■ EXERCISE DESCRIPTION: Can you quote exactly the stretch of lines from the one with "the sea water" through the final line of the material, both ends included?

■ SUPPLIED ENTRIES:
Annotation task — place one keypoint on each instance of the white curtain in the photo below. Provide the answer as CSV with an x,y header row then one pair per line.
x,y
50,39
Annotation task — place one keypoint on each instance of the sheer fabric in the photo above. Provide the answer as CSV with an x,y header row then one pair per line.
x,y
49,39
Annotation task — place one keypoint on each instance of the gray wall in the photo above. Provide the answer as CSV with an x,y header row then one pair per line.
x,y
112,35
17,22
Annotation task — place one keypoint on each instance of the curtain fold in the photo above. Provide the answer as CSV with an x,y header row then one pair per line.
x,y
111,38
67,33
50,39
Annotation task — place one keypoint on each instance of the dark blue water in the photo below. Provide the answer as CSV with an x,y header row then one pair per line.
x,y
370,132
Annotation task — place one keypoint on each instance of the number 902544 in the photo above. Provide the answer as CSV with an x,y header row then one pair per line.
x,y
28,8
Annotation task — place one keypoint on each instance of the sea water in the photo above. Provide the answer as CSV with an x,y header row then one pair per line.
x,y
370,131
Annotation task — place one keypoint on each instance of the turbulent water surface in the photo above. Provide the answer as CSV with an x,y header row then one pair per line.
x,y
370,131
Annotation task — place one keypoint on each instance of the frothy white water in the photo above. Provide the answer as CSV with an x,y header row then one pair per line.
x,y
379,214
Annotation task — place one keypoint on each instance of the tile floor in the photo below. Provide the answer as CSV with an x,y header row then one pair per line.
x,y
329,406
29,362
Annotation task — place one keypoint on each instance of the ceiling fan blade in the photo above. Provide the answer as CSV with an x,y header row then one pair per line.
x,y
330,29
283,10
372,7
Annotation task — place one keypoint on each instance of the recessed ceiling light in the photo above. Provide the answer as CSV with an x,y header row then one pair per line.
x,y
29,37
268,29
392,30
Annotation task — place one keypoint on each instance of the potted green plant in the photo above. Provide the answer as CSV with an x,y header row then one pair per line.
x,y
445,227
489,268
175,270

■ PROBLEM SOLUTION:
Annotation task — place one keypoint on each instance of the sea water in the photo above. Provide the answer as CSV with an x,y header row then one pair per line.
x,y
370,131
Annotation task — place one keypoint on each instance of the turbulent water surface in the photo above. Provide the answer as CSV with an x,y header row then one pair per line.
x,y
370,131
Annotation task — place one keypoint on each instance of the frothy white water in the photo above. Provide the answer as CSV with an x,y header row then one pair per line.
x,y
379,214
Annotation task — place one keypoint on each instance of the tile floor in the photo below. Provide the answer as CSV with an x,y header row then one pair per line.
x,y
329,406
29,362
Annotation task — place one keypoint on each instance of the ceiling fan blade in the photo above. Provide the answer as CSV with an x,y header row then one pair per line.
x,y
330,29
283,10
372,7
Annotation task — place one keypoint on each instance of the recessed ceiling light in the photo above. Provide the answer as CSV with an x,y header row then one pair per line.
x,y
29,37
268,29
392,30
Annotation task — place one keypoint on each instance of the potted green plant in the photo above. Provide the answer as CSV with an x,y header row then one pair per line.
x,y
445,227
489,268
175,270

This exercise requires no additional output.